- **Parts of the exercise**
1 - In the Tracker vs Lowe thread below, why does the second poster buy Tracker boats even though Lowe makes a better boat? Answer in one to three sentences.
2 - According to the Tracker vs Lowe thread below, which company makes the jon boats for Lund?

# Tracker VS Lowe



## SaugerHunter91

So I've decided come March I'm going to buy myself a new rig. I'm most likely looking at something smaller so I can stay on the lakes I know best. I've decided I definitely want a Jon boat and I'm debating between a Lowe (who happens to make the Jons for Lund) and a tracker both are the 1436's and I believe both are rater for up to 15 HP. The Tracker is a few hundred cheaper than the Lowe but this is a case where I'm willing to pay for quality. 

Any fist hand opinions? Low or Tracker?


----------



## Mad-Eye Moody

I have had both. Lowe makes a better boat, but tracker is a bargain. I currently have two tracker boats. 

I buy tracker because frankly I don't use them as much as a lot of people do and I tend to be hard on equipment. Can't justify the extra cost.

I think the difference is in fit and finish. If you plan to use the boat a lot, and have the money to spend and plan to keep it for generations, get a lowe. If you want a knock around boat and will only use 6 or ten times a year get a tracker.

- **Data segment**
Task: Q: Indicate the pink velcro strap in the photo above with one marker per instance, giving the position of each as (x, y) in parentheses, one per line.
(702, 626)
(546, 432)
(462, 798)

- **Results by task**
1 - The poster doesn't use the boats as much as many people do and tends to be hard on equipment, so they can't justify the extra cost of a Lowe.

2 - Lowe.